**EXCERPT PROVIDED:**
========

March 31, 2022 - UTMediaCAT/mediacat-docs GitHub Wiki
Agenda
- add to documentation that the text alias discovery is whole words (so you don't get "mida" for "midair")
- write up github issue for apify developer, and ask whether documentation forthcoming for apify v 2
- commit and document new system for url expanding
- send Alejandro another output set with better retweet URL extraction
- add key to postprocessor to allow Twitter API public metrics to propagate through postprocessor
- treat Twitter @mentions (whether retweets or other) as a citation
- Alejandro: send Shengsong a list of twitter accounts to test with
- NYTimes crawl
Twitter API crawling
- question about plain text no longer saying "RT"? Might not be important
- currently, plain text is showing the original tweet in retweets, but if someone comments before the retweeted tweet, then this will not appear
- Shengsong will try including both retweet plain text and original tweet plain text and get back to us
- add key to postprocessor to allow Twitter API public metrics to propagate through postprocessor - done
- treat Twitter @mentions (whether retweets or other) as a citation - done
domain crawling
- some URLs weren't being picked up - probably fixed
- send after postprocessing NYtimes interim crawl, we'll check for errors.
- nytimes.com crawl:
- crawled 130832 links and then stopped
- question: could be because NYT loading content on scroll?
- Shengsong will look to see if puppeteer has a feature to address loading content on scroll
- benchmarking: looks like the same speed as before, around 60,000 urls a day
Action Items
- look at retweet issue for : how to get both info for retweet tweet and original tweet for plain text and entities
- NYT crawl issue: lookto see if puppeteer has a feature to address loading content on scroll
- write up github issue for apify developer, and ask whether documentation forthcoming for apify v 2
- document new system for url expanding
Backburner
- what to do with htz.li
- small domain crawl
- Benchmarking
- finish documenting where different data are on our server
- finding language function
- image_reference function
- dealing with embedded versus cited tweets

========

**EXTRACTED ENTRIES:**
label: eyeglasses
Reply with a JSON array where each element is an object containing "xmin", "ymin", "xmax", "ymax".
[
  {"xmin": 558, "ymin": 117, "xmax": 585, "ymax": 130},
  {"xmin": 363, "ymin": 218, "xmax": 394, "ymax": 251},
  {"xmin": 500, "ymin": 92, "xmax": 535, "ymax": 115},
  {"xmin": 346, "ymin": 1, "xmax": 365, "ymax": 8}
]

========

**WHAT THE TASK ASKS:**
In the March 31, 2022 meeting notes, how many links did the nytimes.com crawl get through before it stopped?

**TASK SOLUTION:**
130,832 links.